• Work request: An exact copy of the entries below is required, with all pictures removed.

Referring expression pointing data:
[Start of section]

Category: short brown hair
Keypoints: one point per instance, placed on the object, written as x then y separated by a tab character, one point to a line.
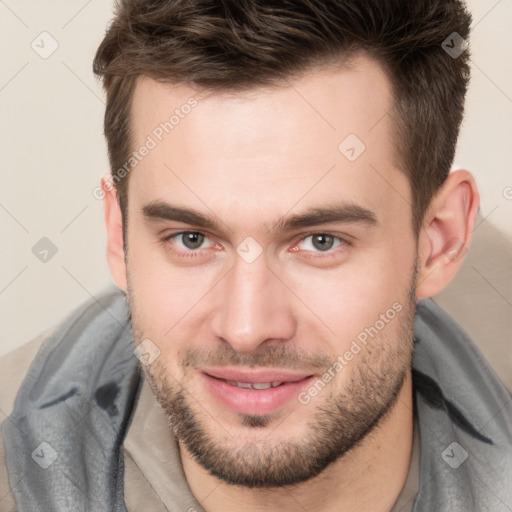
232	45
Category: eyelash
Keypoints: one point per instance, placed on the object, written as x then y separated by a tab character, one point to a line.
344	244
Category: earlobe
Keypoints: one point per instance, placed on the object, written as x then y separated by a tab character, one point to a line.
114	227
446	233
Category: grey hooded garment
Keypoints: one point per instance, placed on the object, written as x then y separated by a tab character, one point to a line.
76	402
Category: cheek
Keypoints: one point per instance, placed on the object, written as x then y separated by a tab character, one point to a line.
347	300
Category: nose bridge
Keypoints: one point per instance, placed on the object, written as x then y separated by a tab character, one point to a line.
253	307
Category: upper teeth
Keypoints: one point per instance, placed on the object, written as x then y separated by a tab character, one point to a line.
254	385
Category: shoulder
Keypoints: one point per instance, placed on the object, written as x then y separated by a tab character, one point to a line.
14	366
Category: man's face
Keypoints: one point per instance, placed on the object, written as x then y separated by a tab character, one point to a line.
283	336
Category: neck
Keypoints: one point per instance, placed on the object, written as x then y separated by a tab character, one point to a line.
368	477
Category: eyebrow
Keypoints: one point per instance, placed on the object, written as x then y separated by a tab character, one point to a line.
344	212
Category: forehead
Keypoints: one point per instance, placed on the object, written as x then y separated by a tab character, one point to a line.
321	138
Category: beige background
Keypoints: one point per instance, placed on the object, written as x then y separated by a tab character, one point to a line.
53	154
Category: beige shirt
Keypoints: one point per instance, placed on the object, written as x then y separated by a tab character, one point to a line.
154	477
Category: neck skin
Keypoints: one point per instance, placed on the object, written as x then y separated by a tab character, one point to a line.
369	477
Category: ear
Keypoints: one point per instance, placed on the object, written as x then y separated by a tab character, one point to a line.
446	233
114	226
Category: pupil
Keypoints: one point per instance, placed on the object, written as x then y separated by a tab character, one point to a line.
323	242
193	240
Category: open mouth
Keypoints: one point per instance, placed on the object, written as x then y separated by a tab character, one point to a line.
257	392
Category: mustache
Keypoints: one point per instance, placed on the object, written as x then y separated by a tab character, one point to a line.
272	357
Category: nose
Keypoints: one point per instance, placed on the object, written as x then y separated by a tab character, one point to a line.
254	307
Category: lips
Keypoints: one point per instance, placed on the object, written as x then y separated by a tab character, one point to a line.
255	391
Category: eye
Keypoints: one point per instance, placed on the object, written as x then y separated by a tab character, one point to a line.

[End of section]

• Answer to this task:
Category: short brown hair
Keypoints: one point per instance, placed on the object, written as x then y separated by a tab character, one point to a line.
232	45
Category: eyelash
Keypoints: one point per instance, placed on the object, written as x then y separated by a tab character, one point to a line.
344	244
Category: earlobe
Keypoints: one point per instance, placed on the object, written as x then y separated by a tab character, one point to a line.
114	227
446	233
Category: grey hooded garment
Keypoints: one point per instance, placed on the object, written as x then y separated by a tab character, one point to a line.
76	402
Category: cheek
Keypoints: one point per instance, placed on the object, written as x then y separated by a tab character, one point to a line.
347	300
Category: nose bridge
Keypoints: one point per instance, placed on the object, written as x then y separated by a tab character, one point to a line.
253	307
Category: upper teeth
Keypoints: one point per instance, placed on the object, written as x then y separated by a tab character, one point to a line.
254	385
Category: shoulder
Keypoints: one point per instance, placed on the object, written as x then y separated by a tab character, one point to a line.
14	366
Category: man's face
Keypoints: one point per instance, placed on the object, written as x then y separated by a tab character, one point to a line.
283	336
Category: neck
Keypoints: one point per instance, placed on the object, written as x then y separated by a tab character, one point to a line.
368	477
Category: eyebrow
Keypoints: one point per instance, placed on the object, written as x then y separated by a tab character, one point to a line.
344	212
Category: forehead
Keypoints: one point per instance, placed on the object, written as x then y separated by a tab character, one point to a line.
321	138
Category: beige background
Keypoints: one point per instance, placed on the object, written as x then y separated by a tab character, one point to a line.
53	154
Category: beige shirt
Keypoints: one point per instance, placed on the object, written as x then y separated by a tab character, one point to a line.
154	477
Category: neck skin
Keypoints: one point per instance, placed on the object, written as x then y separated by a tab character, one point to a line.
369	477
Category: ear
Keypoints: one point per instance, placed on the object, written as x then y separated by a tab character, one point to a line.
446	233
114	226
Category: pupil
Keypoints: one point per instance, placed on the object, written as x then y separated by a tab character, one point to a line.
323	242
193	240
Category: open mouth
Keypoints: one point per instance, placed on the object, written as x then y separated by a tab character, one point to a line.
257	392
Category: mustache
Keypoints: one point per instance, placed on the object, written as x then y separated by a tab character, one point to a line.
272	357
Category: nose
Keypoints: one point per instance, placed on the object, written as x then y separated by a tab character, one point to a line.
254	307
Category: lips
Keypoints: one point per instance, placed on the object, written as x then y separated by a tab character, one point to a line.
255	391
Category: eye
Keypoints: one point per instance, placed on the object, written as x then y separated by a tab character, one point to a line.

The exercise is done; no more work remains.